Exercise material ::
⁂
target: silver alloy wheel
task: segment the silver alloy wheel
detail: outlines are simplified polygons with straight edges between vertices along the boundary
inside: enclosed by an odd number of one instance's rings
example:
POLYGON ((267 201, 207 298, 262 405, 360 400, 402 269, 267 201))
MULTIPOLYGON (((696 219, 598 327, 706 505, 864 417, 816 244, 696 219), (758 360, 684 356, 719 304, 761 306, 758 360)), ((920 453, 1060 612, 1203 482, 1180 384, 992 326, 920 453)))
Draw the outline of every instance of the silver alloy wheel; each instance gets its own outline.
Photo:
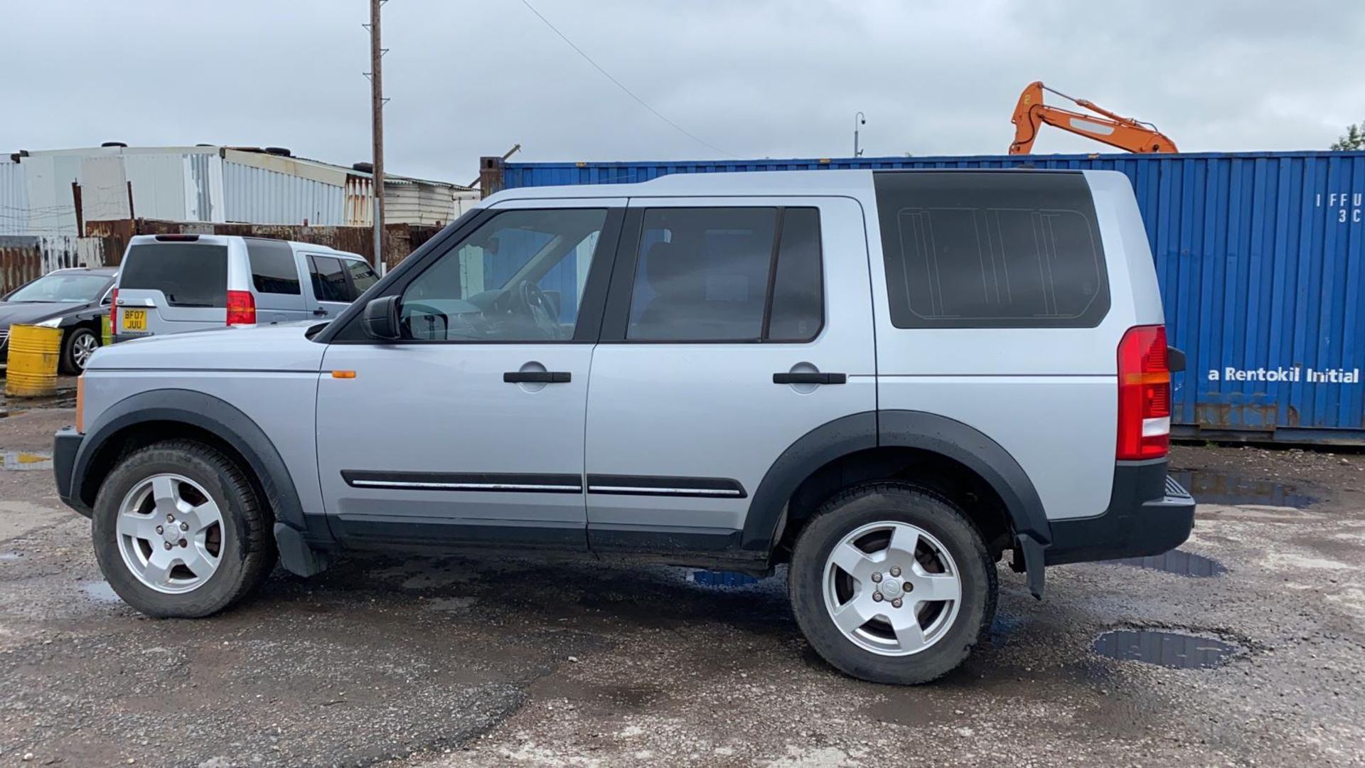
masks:
POLYGON ((864 525, 824 562, 824 608, 859 648, 909 656, 943 640, 962 604, 961 571, 919 526, 864 525))
POLYGON ((86 332, 78 335, 75 340, 71 342, 71 359, 76 364, 76 369, 85 370, 85 364, 98 348, 100 342, 94 338, 94 333, 86 332))
POLYGON ((157 592, 203 586, 222 558, 222 512, 183 474, 153 474, 119 504, 119 553, 132 575, 157 592))

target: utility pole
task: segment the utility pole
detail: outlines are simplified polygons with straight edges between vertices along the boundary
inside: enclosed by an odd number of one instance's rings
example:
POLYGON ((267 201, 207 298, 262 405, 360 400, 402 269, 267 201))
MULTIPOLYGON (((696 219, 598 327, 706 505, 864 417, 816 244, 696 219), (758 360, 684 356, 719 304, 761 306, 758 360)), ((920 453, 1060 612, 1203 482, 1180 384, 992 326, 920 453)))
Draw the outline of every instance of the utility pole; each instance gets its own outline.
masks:
POLYGON ((370 119, 374 139, 374 271, 384 275, 384 48, 379 46, 379 7, 370 0, 370 119))

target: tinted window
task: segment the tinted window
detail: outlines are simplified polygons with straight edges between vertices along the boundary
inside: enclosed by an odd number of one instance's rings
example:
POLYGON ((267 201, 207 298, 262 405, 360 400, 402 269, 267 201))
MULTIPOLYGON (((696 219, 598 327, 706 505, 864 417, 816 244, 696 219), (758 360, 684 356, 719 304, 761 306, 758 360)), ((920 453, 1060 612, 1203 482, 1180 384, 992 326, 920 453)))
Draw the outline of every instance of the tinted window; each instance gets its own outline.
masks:
POLYGON ((251 261, 251 284, 262 294, 302 292, 299 268, 293 261, 293 249, 283 241, 247 241, 247 258, 251 261))
POLYGON ((349 302, 355 298, 351 295, 351 287, 345 283, 340 258, 310 256, 308 265, 313 277, 313 295, 319 302, 349 302))
POLYGON ((351 271, 351 284, 355 286, 356 295, 363 294, 370 290, 370 286, 379 282, 379 276, 363 261, 347 261, 345 266, 351 271))
POLYGON ((606 209, 508 210, 403 291, 405 338, 569 340, 606 209))
POLYGON ((145 243, 128 249, 119 288, 157 290, 171 306, 228 306, 228 247, 145 243))
POLYGON ((773 342, 809 342, 820 332, 824 320, 819 209, 784 209, 778 243, 773 309, 763 338, 773 342))
POLYGON ((627 339, 758 340, 775 232, 775 208, 646 210, 627 339))
POLYGON ((882 251, 897 328, 1099 325, 1104 253, 1080 174, 882 172, 882 251))

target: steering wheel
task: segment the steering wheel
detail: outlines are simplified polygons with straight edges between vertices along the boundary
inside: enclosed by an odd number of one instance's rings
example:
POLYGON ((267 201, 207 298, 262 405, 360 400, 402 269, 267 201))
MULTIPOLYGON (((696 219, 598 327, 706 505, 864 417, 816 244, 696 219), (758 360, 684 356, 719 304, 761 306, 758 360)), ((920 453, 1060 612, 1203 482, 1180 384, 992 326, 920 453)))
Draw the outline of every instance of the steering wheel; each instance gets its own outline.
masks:
POLYGON ((521 280, 516 287, 517 310, 531 318, 536 328, 545 331, 550 339, 558 338, 558 324, 554 320, 554 305, 550 297, 545 295, 541 286, 530 280, 521 280))

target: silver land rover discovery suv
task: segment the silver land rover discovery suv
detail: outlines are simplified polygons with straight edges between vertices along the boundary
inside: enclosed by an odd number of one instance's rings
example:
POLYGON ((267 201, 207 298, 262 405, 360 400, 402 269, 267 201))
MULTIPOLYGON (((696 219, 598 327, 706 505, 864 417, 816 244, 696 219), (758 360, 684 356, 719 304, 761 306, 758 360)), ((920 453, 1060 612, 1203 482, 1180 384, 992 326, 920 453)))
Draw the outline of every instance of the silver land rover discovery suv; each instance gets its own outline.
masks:
POLYGON ((1117 172, 524 189, 330 323, 100 350, 56 480, 153 616, 359 547, 785 563, 826 660, 919 683, 1006 555, 1041 596, 1185 541, 1178 359, 1117 172))

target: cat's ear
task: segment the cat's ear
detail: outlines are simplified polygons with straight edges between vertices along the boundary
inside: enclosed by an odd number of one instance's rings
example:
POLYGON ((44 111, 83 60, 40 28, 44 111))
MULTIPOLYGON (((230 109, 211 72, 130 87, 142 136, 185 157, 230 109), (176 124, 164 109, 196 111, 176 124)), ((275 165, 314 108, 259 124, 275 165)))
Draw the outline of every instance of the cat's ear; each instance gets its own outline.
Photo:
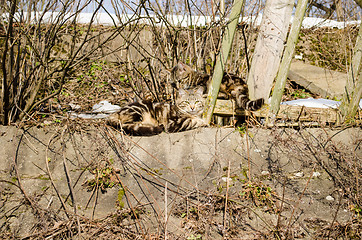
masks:
POLYGON ((184 73, 191 70, 191 67, 183 62, 177 63, 177 69, 180 73, 184 73))
POLYGON ((200 86, 195 90, 195 93, 198 95, 202 95, 204 93, 204 87, 200 86))
POLYGON ((179 95, 180 97, 185 96, 186 94, 187 94, 187 92, 186 92, 185 89, 180 88, 180 89, 178 90, 178 95, 179 95))

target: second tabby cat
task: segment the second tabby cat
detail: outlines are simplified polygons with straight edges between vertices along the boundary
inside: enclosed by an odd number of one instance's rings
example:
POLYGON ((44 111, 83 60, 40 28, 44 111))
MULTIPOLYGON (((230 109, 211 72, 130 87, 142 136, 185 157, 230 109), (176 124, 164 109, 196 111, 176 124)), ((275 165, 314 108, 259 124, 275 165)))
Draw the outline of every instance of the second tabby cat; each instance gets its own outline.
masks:
POLYGON ((201 115, 204 109, 203 88, 179 89, 175 104, 134 102, 108 117, 108 124, 131 135, 155 135, 162 131, 180 132, 206 126, 201 115))
MULTIPOLYGON (((203 86, 208 89, 211 76, 193 70, 179 62, 171 71, 171 84, 175 88, 192 88, 203 86)), ((204 92, 207 93, 207 92, 204 92)), ((264 104, 264 99, 250 100, 248 85, 240 77, 225 73, 221 82, 218 98, 235 99, 239 108, 255 111, 264 104)))

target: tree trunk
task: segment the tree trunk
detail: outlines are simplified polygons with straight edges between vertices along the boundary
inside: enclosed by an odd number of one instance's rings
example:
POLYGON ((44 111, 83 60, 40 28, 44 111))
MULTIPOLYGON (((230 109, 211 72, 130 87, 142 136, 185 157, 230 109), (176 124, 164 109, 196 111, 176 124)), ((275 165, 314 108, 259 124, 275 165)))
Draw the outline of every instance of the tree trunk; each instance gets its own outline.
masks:
POLYGON ((219 94, 221 80, 224 75, 225 64, 229 56, 231 45, 233 43, 236 25, 239 22, 239 16, 241 8, 243 6, 243 0, 235 0, 230 13, 230 21, 227 24, 221 42, 221 50, 216 57, 216 63, 214 73, 212 75, 212 82, 209 88, 209 92, 206 98, 205 110, 203 118, 210 124, 211 117, 214 112, 217 95, 219 94))
POLYGON ((284 49, 293 0, 267 0, 248 76, 251 100, 269 98, 284 49))
POLYGON ((353 50, 351 66, 347 73, 347 83, 340 110, 344 122, 354 118, 362 94, 362 22, 359 27, 356 45, 353 50))
POLYGON ((279 111, 280 101, 282 99, 285 83, 287 81, 288 72, 292 58, 294 55, 295 45, 298 40, 299 31, 302 26, 303 18, 307 10, 308 0, 299 0, 297 9, 295 12, 292 27, 287 41, 287 46, 284 51, 282 63, 278 71, 278 75, 275 82, 275 87, 271 99, 270 114, 269 117, 275 118, 279 111))

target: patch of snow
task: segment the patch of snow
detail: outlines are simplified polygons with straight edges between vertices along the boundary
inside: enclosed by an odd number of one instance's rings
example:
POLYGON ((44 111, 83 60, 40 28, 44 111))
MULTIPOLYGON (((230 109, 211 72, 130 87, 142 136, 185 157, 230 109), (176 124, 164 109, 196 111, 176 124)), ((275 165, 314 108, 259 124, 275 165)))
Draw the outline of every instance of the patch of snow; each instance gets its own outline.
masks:
POLYGON ((233 181, 232 178, 227 178, 227 177, 222 177, 221 180, 223 180, 224 182, 227 182, 227 181, 232 182, 233 181))
POLYGON ((334 201, 334 197, 328 195, 328 196, 326 197, 326 200, 327 200, 327 201, 334 201))
POLYGON ((118 112, 121 109, 121 107, 118 105, 113 105, 107 100, 103 100, 97 104, 94 104, 92 109, 93 113, 114 113, 118 112))
MULTIPOLYGON (((27 12, 24 13, 16 13, 16 19, 20 21, 20 19, 27 18, 27 12)), ((9 14, 5 13, 2 15, 4 19, 9 18, 9 14)), ((134 23, 134 24, 153 24, 153 25, 162 25, 165 24, 165 20, 169 22, 173 26, 181 26, 188 27, 191 26, 209 26, 211 23, 217 23, 220 21, 228 22, 229 19, 221 19, 219 17, 212 16, 197 16, 193 15, 166 15, 160 18, 158 15, 136 15, 136 14, 121 14, 117 16, 116 14, 108 14, 105 12, 99 12, 96 14, 93 13, 80 13, 77 16, 74 13, 62 13, 62 12, 31 12, 30 19, 33 23, 54 23, 58 17, 67 21, 73 21, 75 17, 77 23, 87 24, 93 21, 94 24, 100 25, 120 25, 126 23, 134 23)), ((257 16, 248 16, 248 17, 240 17, 239 22, 245 22, 250 25, 260 26, 262 21, 262 14, 257 16)), ((290 23, 293 22, 293 17, 290 19, 290 23)), ((357 25, 360 24, 361 21, 346 21, 346 22, 338 22, 335 20, 323 19, 323 18, 314 18, 314 17, 305 17, 302 22, 302 28, 312 28, 312 27, 331 27, 331 28, 344 28, 347 25, 357 25)))
MULTIPOLYGON (((341 104, 340 101, 334 101, 324 98, 306 98, 306 99, 297 99, 292 101, 281 102, 282 105, 290 106, 305 106, 312 108, 338 108, 341 104)), ((362 108, 362 99, 359 102, 359 107, 362 108)))

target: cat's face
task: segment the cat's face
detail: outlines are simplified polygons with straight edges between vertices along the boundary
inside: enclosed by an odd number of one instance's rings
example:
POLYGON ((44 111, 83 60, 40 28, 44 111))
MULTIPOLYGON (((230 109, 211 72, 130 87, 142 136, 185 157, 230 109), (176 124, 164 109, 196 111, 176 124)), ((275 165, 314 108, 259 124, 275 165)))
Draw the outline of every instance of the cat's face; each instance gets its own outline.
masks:
POLYGON ((204 111, 203 87, 194 89, 179 89, 176 105, 183 114, 201 116, 204 111))

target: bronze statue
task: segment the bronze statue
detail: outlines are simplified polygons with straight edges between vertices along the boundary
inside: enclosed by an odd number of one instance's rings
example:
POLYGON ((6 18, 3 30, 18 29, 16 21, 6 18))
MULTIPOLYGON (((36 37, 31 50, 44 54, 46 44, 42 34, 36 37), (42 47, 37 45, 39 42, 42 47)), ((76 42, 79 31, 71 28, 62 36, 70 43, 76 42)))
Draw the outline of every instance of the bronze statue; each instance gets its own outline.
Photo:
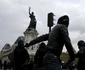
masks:
POLYGON ((34 12, 31 12, 30 13, 30 7, 29 7, 29 17, 30 17, 30 24, 29 24, 29 29, 36 29, 36 19, 35 19, 35 15, 34 15, 34 12))

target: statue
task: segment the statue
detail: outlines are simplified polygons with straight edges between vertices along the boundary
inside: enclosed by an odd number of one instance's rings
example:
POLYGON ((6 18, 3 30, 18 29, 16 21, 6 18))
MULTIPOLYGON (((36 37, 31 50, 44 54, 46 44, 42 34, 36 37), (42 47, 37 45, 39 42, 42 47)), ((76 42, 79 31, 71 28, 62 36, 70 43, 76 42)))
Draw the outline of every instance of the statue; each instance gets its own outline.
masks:
POLYGON ((30 7, 29 7, 29 17, 30 17, 30 24, 29 24, 29 27, 28 29, 36 29, 36 19, 35 19, 35 15, 34 15, 34 12, 30 13, 30 7))

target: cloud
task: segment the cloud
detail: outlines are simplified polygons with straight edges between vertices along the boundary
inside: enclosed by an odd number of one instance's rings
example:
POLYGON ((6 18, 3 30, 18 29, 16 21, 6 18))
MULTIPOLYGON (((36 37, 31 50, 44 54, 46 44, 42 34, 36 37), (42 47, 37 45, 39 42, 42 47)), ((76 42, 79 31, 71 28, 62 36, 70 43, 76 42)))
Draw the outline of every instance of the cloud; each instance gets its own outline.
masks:
POLYGON ((28 8, 31 7, 37 19, 39 35, 48 33, 47 14, 53 12, 55 24, 60 16, 70 18, 69 31, 72 44, 85 40, 84 0, 0 0, 0 48, 6 43, 13 44, 29 25, 28 8), (42 28, 41 28, 42 27, 42 28))

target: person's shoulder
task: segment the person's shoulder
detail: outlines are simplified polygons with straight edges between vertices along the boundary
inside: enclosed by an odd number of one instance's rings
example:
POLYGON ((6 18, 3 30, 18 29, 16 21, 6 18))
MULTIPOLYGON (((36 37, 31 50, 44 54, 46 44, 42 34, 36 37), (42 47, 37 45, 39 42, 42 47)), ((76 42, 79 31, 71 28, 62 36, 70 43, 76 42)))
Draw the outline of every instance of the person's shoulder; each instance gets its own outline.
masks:
POLYGON ((57 24, 55 27, 58 28, 58 29, 64 29, 64 28, 66 28, 66 26, 63 25, 63 24, 57 24))

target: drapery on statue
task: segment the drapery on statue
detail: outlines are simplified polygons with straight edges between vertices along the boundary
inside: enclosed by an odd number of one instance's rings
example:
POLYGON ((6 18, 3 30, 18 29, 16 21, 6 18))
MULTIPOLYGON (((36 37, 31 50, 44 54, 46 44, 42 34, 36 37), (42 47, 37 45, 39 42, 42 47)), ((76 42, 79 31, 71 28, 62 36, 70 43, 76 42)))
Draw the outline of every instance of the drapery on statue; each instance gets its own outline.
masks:
POLYGON ((31 20, 30 20, 30 24, 29 24, 29 27, 28 27, 28 28, 35 30, 35 29, 36 29, 36 22, 37 22, 37 21, 36 21, 36 19, 35 19, 34 12, 31 12, 31 13, 30 13, 30 9, 31 9, 31 8, 29 7, 29 17, 30 17, 31 20))

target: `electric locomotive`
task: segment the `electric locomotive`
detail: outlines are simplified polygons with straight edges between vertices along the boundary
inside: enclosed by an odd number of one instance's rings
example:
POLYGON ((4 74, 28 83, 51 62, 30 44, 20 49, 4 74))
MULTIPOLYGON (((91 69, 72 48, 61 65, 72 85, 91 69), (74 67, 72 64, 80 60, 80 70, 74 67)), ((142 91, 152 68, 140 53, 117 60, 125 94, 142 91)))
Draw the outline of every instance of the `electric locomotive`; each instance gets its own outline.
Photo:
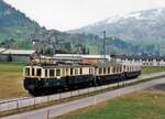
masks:
POLYGON ((75 64, 48 62, 24 67, 24 88, 32 95, 112 84, 141 75, 141 66, 125 63, 75 64))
⁂
Work to do :: How many lines in the rows above contain the string "person"? Case counts, and give only the number.

Result below :: 3